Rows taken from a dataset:

--

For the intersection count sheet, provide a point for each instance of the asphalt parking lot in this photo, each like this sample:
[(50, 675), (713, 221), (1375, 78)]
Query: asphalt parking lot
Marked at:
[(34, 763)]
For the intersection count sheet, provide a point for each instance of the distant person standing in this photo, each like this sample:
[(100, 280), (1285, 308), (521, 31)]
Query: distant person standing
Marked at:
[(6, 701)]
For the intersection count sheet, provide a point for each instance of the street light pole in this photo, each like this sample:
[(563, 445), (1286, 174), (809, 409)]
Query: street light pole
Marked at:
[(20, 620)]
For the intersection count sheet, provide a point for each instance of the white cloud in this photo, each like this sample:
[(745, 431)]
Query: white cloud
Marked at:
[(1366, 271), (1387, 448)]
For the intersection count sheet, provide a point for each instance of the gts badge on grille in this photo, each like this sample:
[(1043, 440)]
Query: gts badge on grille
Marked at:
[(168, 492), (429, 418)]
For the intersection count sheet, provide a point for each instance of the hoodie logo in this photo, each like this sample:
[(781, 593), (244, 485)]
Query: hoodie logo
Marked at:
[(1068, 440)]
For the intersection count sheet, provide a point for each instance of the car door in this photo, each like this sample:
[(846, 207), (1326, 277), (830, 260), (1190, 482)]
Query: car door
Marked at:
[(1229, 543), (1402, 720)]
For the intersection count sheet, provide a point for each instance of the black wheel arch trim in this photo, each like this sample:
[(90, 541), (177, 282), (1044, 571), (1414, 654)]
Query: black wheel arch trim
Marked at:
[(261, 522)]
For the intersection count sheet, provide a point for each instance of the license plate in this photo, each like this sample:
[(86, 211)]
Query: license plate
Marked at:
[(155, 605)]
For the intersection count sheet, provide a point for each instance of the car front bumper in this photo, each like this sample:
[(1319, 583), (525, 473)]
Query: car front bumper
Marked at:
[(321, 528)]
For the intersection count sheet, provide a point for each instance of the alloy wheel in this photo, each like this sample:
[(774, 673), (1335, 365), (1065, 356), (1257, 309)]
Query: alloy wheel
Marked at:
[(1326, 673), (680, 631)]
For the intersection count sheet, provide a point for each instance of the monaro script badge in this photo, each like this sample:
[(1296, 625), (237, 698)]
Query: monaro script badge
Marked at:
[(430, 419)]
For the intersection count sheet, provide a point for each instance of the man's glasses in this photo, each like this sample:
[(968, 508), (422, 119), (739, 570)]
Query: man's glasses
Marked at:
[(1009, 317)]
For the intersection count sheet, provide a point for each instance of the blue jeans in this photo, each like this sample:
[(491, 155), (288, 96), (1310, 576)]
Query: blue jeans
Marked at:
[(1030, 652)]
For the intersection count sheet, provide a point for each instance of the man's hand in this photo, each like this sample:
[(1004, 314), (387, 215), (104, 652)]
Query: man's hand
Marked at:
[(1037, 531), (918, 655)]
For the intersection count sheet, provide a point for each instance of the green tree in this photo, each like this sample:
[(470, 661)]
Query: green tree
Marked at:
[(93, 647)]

--

▶ _WHAT THE EXERCISE ASKS_: Reproduce verbatim the lines of the listing above, beginning with the line that contains "of the blue" and continuing through the line that contains "[(1037, 531), (918, 655)]", with both of those lines included.

▶ _CORRECT ANSWER_:
For the intersection count sheet, provide a point for each instance of the blue jeans in this photo, each like this sample:
[(491, 155), (288, 96), (1310, 576)]
Query: blue jeans
Marked at:
[(1030, 652)]
For the intersection count sheet, provide a point for each instance of the man's hand in this photo, each like this sample:
[(1004, 314), (387, 215), (104, 652)]
Query: man's hand
Marked at:
[(1037, 531), (918, 655)]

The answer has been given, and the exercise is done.